* **TASK BRIEF**
Lift out all lines below that contain "with".

* **ENTRIES PROVIDED**
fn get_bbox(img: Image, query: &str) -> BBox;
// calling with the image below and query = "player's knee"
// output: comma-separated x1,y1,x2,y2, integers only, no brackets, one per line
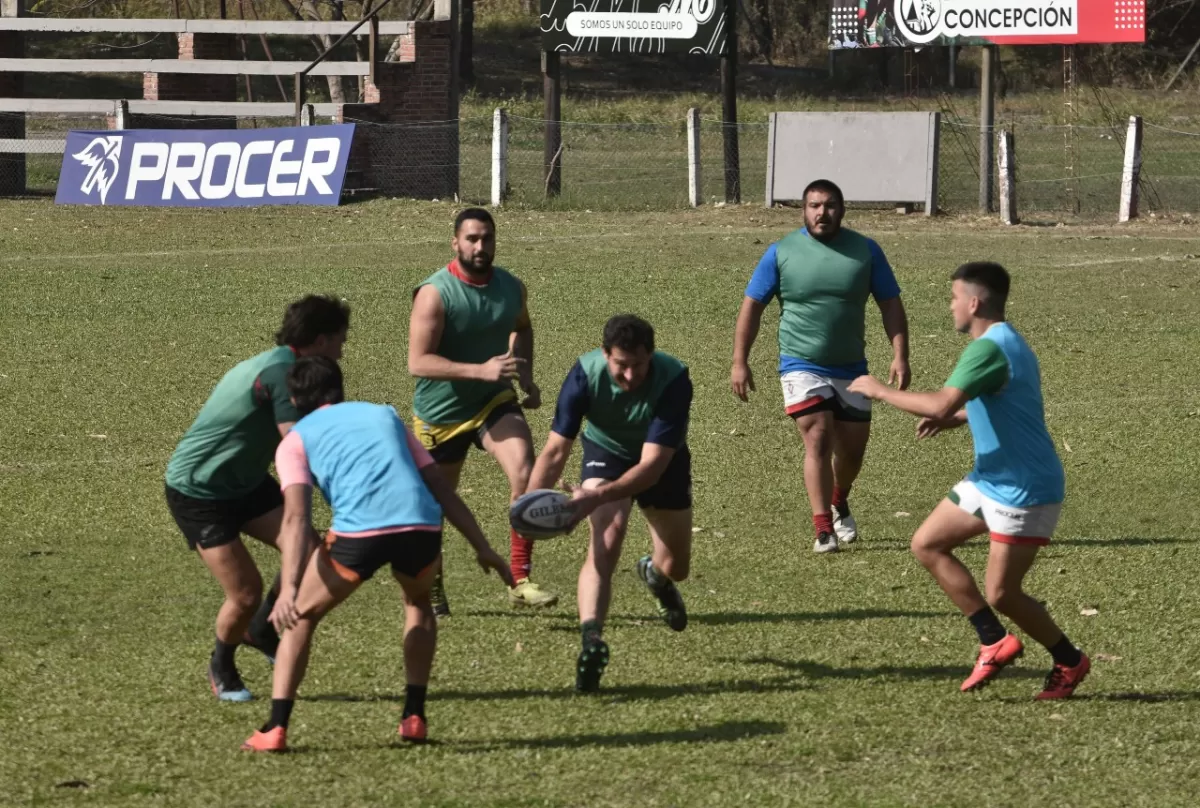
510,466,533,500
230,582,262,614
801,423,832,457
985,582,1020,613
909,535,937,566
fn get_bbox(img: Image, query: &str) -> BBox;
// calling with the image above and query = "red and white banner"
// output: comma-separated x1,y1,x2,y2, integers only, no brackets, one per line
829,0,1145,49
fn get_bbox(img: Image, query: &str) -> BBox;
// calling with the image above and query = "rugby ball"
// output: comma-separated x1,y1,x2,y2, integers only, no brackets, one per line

* **OUTPUT**
// calling with the image below and query = "player's knee"
// calling with the image above and query = "red and white banner"
// calling with the image above and query = "rugby ball"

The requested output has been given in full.